──────── ENTRIES
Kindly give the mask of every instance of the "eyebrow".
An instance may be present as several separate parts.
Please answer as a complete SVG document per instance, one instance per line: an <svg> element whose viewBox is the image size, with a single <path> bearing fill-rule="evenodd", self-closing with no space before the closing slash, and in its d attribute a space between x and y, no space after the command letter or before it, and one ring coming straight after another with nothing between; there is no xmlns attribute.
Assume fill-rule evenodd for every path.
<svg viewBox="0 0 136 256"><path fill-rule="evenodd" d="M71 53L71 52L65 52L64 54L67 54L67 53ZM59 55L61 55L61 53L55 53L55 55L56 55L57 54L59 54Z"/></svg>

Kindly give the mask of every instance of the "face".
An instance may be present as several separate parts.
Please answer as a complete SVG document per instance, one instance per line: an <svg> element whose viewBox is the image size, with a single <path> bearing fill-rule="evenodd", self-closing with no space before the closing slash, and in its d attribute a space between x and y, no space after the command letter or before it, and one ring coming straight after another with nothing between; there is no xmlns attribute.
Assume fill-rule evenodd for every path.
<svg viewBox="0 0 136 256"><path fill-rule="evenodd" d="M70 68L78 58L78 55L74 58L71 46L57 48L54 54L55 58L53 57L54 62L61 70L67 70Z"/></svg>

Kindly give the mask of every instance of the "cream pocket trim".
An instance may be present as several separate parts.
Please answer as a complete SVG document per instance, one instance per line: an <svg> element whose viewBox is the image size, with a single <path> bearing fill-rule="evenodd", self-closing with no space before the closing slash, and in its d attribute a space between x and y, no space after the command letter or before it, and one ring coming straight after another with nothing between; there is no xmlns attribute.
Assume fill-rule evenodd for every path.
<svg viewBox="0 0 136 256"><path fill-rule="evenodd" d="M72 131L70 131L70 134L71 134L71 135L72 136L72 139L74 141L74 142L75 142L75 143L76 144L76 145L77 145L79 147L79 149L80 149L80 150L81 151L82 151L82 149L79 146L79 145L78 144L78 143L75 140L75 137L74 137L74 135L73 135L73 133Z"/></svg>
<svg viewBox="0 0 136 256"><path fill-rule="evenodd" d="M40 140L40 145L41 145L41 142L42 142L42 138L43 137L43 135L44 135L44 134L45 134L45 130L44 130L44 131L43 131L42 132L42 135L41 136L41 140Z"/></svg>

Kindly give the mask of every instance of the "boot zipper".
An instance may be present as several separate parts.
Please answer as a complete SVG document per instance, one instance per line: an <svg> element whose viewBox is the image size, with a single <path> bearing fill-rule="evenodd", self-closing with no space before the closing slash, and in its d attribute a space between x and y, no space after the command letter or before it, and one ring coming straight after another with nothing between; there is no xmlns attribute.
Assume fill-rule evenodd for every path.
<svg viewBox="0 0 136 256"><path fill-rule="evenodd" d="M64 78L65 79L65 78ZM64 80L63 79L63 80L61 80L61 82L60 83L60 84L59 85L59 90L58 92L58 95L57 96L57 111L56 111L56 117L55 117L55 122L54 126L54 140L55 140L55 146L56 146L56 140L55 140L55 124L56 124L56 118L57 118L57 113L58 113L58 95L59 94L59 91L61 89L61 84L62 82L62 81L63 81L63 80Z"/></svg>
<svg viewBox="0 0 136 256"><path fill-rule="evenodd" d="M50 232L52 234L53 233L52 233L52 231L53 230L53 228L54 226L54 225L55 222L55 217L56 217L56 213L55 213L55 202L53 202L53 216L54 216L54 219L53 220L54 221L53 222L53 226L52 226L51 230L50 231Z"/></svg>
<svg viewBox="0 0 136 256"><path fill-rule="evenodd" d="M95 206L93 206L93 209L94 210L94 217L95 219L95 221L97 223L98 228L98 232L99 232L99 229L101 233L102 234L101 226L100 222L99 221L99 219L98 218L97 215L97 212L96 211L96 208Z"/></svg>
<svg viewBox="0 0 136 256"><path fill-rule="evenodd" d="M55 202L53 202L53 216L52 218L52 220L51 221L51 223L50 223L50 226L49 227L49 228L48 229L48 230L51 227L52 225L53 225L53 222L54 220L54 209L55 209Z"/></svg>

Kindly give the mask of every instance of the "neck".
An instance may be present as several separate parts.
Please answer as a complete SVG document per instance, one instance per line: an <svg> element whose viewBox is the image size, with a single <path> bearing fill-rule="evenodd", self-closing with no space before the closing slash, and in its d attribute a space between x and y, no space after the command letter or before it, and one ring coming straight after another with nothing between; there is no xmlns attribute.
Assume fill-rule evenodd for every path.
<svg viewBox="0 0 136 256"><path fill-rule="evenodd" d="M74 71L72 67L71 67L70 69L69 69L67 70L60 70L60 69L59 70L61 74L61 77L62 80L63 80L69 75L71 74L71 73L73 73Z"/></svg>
────────────────
Recite the full listing above exactly.

## RESPONSE TO THIS TASK
Kindly give the mask of every instance of the "eyebrow".
An instance may be present as several separate parts.
Please answer as a complete SVG document per instance, one instance per line: an <svg> element whose viewBox is the image size, with a single <path> bearing fill-rule="evenodd", self-closing with no space before the closing slash, and in its d attribute a space between x and y, no space after the command letter or before it, and one ring coming straight after another with nothing between; there is no xmlns attribute.
Assume fill-rule evenodd for every path.
<svg viewBox="0 0 136 256"><path fill-rule="evenodd" d="M71 53L71 52L65 52L64 54L67 54L67 53ZM59 55L61 55L61 53L55 53L55 55L56 55L57 54L59 54Z"/></svg>

Kindly give the mask of every instance of the "face".
An instance may be present as several separate parts.
Please answer as a complete SVG document per instance, one instance per line: an <svg> element whose viewBox is the image size, with a single <path> bearing fill-rule="evenodd", self-closing with no space before the closing slash, and in its d attribute a space between x and y, no space after the command letter or before it, and one ring coming straight after another with nothing between; there is no xmlns attribute.
Assume fill-rule evenodd for every path.
<svg viewBox="0 0 136 256"><path fill-rule="evenodd" d="M70 68L78 58L78 55L74 58L71 46L57 48L54 54L55 58L53 57L54 62L61 70L67 70Z"/></svg>

Kindly give the mask of every instance of the "cream pocket trim".
An instance may be present as several separate parts.
Please answer as a complete SVG document per instance, one instance per line: an <svg> element whose viewBox is the image size, with a single <path> bearing fill-rule="evenodd", self-closing with no space before the closing slash, and in its d attribute a space between x and y, no space after the command letter or before it, and one ring coming straight after another with nothing between; there is no xmlns attribute.
Assume fill-rule evenodd for every path.
<svg viewBox="0 0 136 256"><path fill-rule="evenodd" d="M72 131L70 131L70 134L71 134L71 135L72 136L72 139L74 141L74 142L75 142L75 143L76 144L76 145L77 145L79 147L79 149L80 149L80 150L81 151L82 151L82 149L79 146L79 145L78 144L78 143L75 140L75 137L74 137L74 135L73 135L73 133Z"/></svg>
<svg viewBox="0 0 136 256"><path fill-rule="evenodd" d="M40 140L40 145L41 145L41 142L42 142L42 138L43 137L43 135L44 135L44 134L45 134L45 130L44 130L44 131L43 131L42 132L42 135L41 136L41 140Z"/></svg>

Kindly give the mask of every instance of the "boot zipper".
An instance may be present as several separate parts.
Please answer as a complete SVG document per instance, one instance per line: an <svg> element whose viewBox is the image size, with a single <path> bearing fill-rule="evenodd", self-closing with no space before the closing slash, and in its d attribute a space between x and y, no space after the command letter or before it, and one ring coming straight after another with nothing between; there is no xmlns attribute.
Assume fill-rule evenodd for every path.
<svg viewBox="0 0 136 256"><path fill-rule="evenodd" d="M64 78L65 79L65 78ZM64 80L63 79L63 80L61 80L61 82L60 83L60 84L59 85L59 90L58 92L58 95L57 96L57 111L56 111L56 117L55 117L55 122L54 126L54 140L55 140L55 146L56 146L56 140L55 140L55 124L56 124L56 118L57 118L57 113L58 113L58 95L59 94L59 91L61 89L61 84L62 82L62 81L63 81L63 80Z"/></svg>
<svg viewBox="0 0 136 256"><path fill-rule="evenodd" d="M50 232L52 234L53 233L52 233L52 231L53 230L53 228L54 226L54 225L55 222L55 217L56 217L56 213L55 213L55 202L53 202L53 216L54 216L54 219L53 220L54 221L53 222L53 226L52 226L51 230L50 231Z"/></svg>
<svg viewBox="0 0 136 256"><path fill-rule="evenodd" d="M95 206L93 206L93 209L94 210L94 217L95 219L95 221L97 223L98 228L98 232L99 232L99 229L101 233L102 234L101 226L100 222L99 221L99 219L98 218L97 215L97 212L96 211L96 208Z"/></svg>
<svg viewBox="0 0 136 256"><path fill-rule="evenodd" d="M55 202L53 202L53 216L52 218L52 220L51 221L51 223L50 223L50 226L49 227L49 228L48 229L48 230L51 227L52 225L53 225L53 222L54 220L54 209L55 209Z"/></svg>

Kindly give the mask of every instance of the "neck".
An instance may be present as several separate parts.
Please answer as a complete SVG document per instance, one instance per line: an <svg> element whose viewBox is the image size, with a single <path> bearing fill-rule="evenodd", self-closing with no space before the closing slash, and in its d attribute a space between x and y, no space after the command letter or before it, and one ring coming straight after another with nothing between; there is no xmlns attribute.
Assume fill-rule evenodd for every path.
<svg viewBox="0 0 136 256"><path fill-rule="evenodd" d="M74 71L72 67L71 67L70 69L69 69L67 70L60 70L60 69L59 70L61 74L61 77L62 80L63 80L69 75L71 74L71 73L73 73Z"/></svg>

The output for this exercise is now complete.